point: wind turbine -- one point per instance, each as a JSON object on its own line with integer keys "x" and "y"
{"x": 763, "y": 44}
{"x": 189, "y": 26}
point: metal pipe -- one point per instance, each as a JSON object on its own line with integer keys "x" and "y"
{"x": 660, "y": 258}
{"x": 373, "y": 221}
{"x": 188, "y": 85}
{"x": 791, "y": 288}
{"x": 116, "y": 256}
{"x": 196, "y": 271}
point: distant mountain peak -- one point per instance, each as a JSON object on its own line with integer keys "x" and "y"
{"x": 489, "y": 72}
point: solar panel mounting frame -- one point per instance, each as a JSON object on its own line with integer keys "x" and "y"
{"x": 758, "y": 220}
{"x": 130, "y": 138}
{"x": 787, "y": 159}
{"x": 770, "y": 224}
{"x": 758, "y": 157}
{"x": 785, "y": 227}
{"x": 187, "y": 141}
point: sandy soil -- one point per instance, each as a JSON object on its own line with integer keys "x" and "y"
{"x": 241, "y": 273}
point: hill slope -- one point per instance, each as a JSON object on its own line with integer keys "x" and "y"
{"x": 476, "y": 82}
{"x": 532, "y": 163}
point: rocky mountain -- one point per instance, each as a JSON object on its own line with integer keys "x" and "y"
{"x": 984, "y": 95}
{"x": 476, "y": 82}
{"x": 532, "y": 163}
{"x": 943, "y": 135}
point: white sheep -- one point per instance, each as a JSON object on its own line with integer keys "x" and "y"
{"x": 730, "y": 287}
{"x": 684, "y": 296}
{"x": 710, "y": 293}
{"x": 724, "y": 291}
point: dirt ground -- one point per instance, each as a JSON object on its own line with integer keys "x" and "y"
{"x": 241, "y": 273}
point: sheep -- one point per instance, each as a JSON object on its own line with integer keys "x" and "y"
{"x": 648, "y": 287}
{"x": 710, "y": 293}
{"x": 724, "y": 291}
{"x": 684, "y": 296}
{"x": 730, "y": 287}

● ● ● ● ●

= GOAL OF THE EXERCISE =
Starting with the line that contains "point: hill slope" and going on through the last line of the records, rewrite those lines as a numbered list, leaving out any blank lines.

= FULL OUTPUT =
1. point: hill slope -- one point per instance, each as a JSON object on its own line with integer keys "x" and "y"
2. {"x": 476, "y": 82}
3. {"x": 532, "y": 163}
4. point: rocky mountain -- one point per instance, each as a JSON object on its own line with integer keys "x" and "y"
5. {"x": 984, "y": 95}
6. {"x": 476, "y": 82}
7. {"x": 532, "y": 163}
8. {"x": 943, "y": 135}
9. point: white sheep -- one point per instance, each as a JSON object on its own line with integer keys "x" and "y"
10. {"x": 730, "y": 287}
11. {"x": 684, "y": 296}
12. {"x": 710, "y": 293}
13. {"x": 724, "y": 291}
14. point: dirt ground -- one point per instance, each as a JSON object on its own line with integer keys "x" and "y"
15. {"x": 241, "y": 273}
16. point: sheep -- one point per instance, each as a JSON object on its own line with integer keys "x" and "y"
17. {"x": 648, "y": 287}
18. {"x": 710, "y": 293}
19. {"x": 724, "y": 291}
20. {"x": 684, "y": 296}
21. {"x": 730, "y": 287}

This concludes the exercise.